# Written task 1:
Copy the bounding-box records below word for word, but leave out the pictures.

The node which the pod is assigned to appears to be healthy and running, so I don't think it's an issue with the Node, but we can't rule that out just yet as the must gather doesn't have the kubelet logs for that node.
@cblecker Would you be able to retrieve the kubelet logs from the Node ip-10-0-213-12.ca-central-1.compute.internal so that we can rule out a host level issue for why this is being blocked?
@jspeed Unfortunately this cluster has since been destroyed, so further log collection outside of the MG will not be possible. In that case, as per the slack thread, I don't think there's much more we can do here. We know that the pod is created by the catalog source controller. The pod is deleted and is past its deletion timestamp/grace period. It should at this point be removed by Kubelet. However, it's not been removed, but the node is reporting healthy, implying that kubelet is still running. My suspicion is that the kubelet logs would have told us there was some problem removing the pod, but without that I don't think there's anything more we will be able to find from the must gather. If anyone is able to reproduce this, please grab those kubelet logs and a fresh must gather. As this isn't actually a Machine API problem explicitly, I won't have time to try and reproduce this myself. Have spoken with Christoph on slack and as we are unable to reproduce this right now and have only seen 1 occurrence, we will close this out for now and reopen later if we can managed to reproduce again |

# Material:
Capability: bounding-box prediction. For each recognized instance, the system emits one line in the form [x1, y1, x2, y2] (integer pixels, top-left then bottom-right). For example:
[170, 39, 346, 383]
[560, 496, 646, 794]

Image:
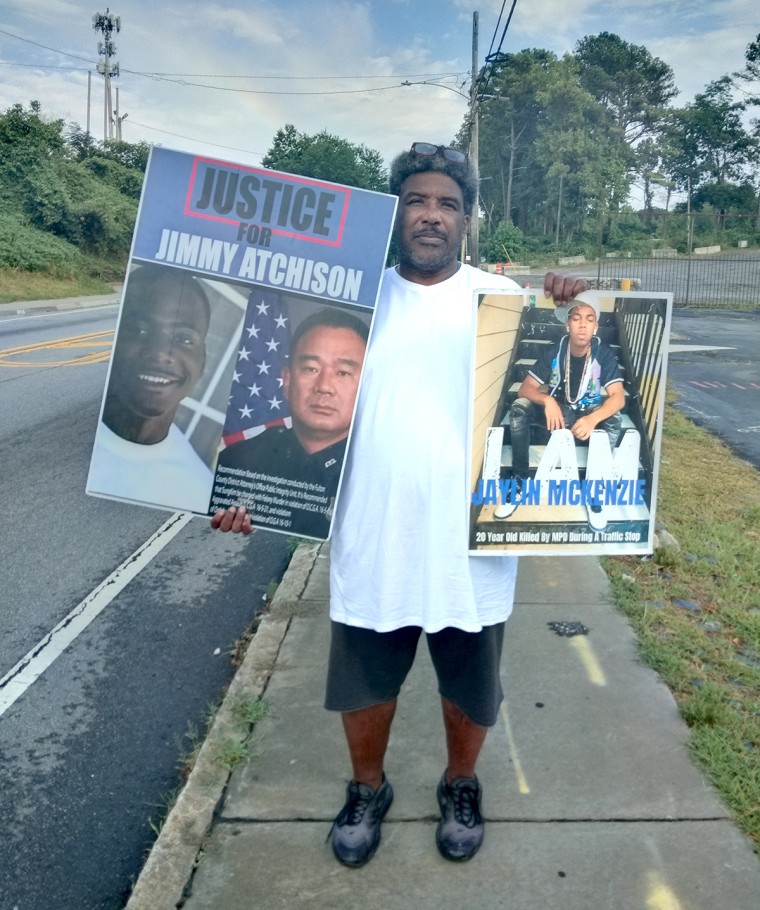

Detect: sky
[0, 0, 760, 173]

# Written task 2:
In the kubelet logs thread above, why could no further logs be collected beyond the must gather?

# Task output 1:
Capability: bounding-box prediction. For each recognized instance, the system emits one line in the form [x1, y1, x2, y2] (integer pixels, top-left then bottom-right). For example:
[170, 39, 346, 383]
[560, 496, 646, 794]

Image:

Detect: sky
[0, 0, 760, 173]

# Task output 2:
The cluster had been destroyed.